■ **Materials provided**:
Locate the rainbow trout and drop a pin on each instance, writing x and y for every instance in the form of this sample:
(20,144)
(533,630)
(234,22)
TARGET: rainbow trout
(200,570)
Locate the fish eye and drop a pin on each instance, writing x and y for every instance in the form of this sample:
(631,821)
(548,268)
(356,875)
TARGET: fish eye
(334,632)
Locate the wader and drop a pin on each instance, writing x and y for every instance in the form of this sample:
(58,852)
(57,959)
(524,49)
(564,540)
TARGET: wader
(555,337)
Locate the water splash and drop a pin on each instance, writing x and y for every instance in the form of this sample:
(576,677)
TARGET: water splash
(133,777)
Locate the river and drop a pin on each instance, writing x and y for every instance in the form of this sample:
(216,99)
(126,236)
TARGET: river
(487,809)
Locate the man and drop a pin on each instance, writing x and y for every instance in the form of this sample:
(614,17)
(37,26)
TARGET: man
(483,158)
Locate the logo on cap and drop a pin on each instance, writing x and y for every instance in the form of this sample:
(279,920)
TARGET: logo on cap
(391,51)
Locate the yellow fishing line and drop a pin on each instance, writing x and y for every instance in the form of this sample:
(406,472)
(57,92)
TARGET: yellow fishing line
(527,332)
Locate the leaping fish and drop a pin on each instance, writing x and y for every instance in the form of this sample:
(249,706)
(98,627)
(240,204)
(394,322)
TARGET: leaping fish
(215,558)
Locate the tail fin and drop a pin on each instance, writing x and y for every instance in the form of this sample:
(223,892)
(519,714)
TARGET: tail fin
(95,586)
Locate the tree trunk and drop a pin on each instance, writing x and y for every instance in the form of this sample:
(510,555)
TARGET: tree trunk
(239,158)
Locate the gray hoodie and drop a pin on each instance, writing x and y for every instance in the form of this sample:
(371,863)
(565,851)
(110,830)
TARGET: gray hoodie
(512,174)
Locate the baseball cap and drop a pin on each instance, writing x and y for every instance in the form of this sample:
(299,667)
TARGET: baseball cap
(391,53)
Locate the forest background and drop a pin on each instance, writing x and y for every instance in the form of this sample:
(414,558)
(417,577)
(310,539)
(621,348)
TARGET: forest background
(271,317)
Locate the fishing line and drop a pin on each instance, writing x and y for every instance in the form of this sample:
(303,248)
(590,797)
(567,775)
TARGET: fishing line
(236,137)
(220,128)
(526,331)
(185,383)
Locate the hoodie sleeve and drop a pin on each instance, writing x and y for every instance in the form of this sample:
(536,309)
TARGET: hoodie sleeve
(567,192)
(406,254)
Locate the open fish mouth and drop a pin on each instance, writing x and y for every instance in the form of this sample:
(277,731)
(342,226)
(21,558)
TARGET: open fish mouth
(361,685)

■ **Stated task**: Copy out each record from above, exactly.

■ **Solution**:
Locate the rainbow trout and drop a pin on each instance, writing x and y for every instance in the form of this sample:
(20,144)
(533,630)
(234,22)
TARGET: rainbow trout
(200,570)
Locate the fish eye and drop a pin on each instance, writing x and y for every instance in the form of this sample:
(631,821)
(548,268)
(356,875)
TARGET: fish eye
(334,632)
Locate the wader and drop a pin on each instance, writing x and y for every instance in the form of this sample:
(58,852)
(57,959)
(524,49)
(564,540)
TARGET: wader
(555,337)
Locate the water splash and drop a pin on each instance, writing x and y for every instance in the form of this sample:
(576,677)
TARGET: water splash
(133,777)
Locate the river and drop a pin on each instance, writing x and y for every instance in the form of this sample:
(216,99)
(126,236)
TARGET: river
(487,809)
Locate the man and drop a pin on each instance, writing x and y for every instance in the form of this sample:
(614,17)
(37,26)
TARGET: man
(483,158)
Locate the logo on cap and drop a pin on each instance, writing x and y for every instance in the form of this sample:
(279,920)
TARGET: logo on cap
(391,51)
Locate the yellow fishing line and drop a pin on each instance, writing x and y for every instance in the form of this sample:
(406,472)
(57,92)
TARGET: yellow fishing line
(527,332)
Locate the leaping fish and drop a pin on each instance, writing x and y for every instance in the form of this sample:
(249,706)
(98,627)
(240,204)
(394,322)
TARGET: leaping fish
(215,558)
Locate the tail fin and drop a pin on each instance, writing x and y for every instance in the form of this sample:
(223,892)
(519,714)
TARGET: tail fin
(95,586)
Locate the tree trunk and drop a pin on each instance, writing x and y for every instance in the form of this sample:
(510,555)
TARGET: tree trunk
(239,158)
Locate the gray hoodie and drop a pin on each instance, writing x and y for every instance in the form of this sample:
(371,863)
(565,851)
(110,830)
TARGET: gray hoodie
(512,174)
Locate the baseball cap and drop a pin on each instance, writing x and y for every instance in the form of this sample:
(299,667)
TARGET: baseball cap
(391,53)
Locate the forest background and drop a pin on each instance, writing x and y for every instance in the form of this sample:
(414,558)
(417,577)
(310,539)
(621,348)
TARGET: forest background
(271,317)
Locate the fishing line and drop a pin on each instance, writing x and y for every instance in the form of this sample:
(303,248)
(590,797)
(567,775)
TARGET: fishing line
(236,137)
(220,128)
(526,331)
(185,383)
Locate the hoodie sleeve and drop a pin on each instance, writing x and y for every instance in the form of this sample:
(536,309)
TARGET: hoodie sleeve
(567,192)
(406,254)
Locate the open fish mouth and drop a pin on each instance, writing x and y for every instance in the form of this sample:
(277,731)
(342,226)
(21,558)
TARGET: open fish mouth
(361,685)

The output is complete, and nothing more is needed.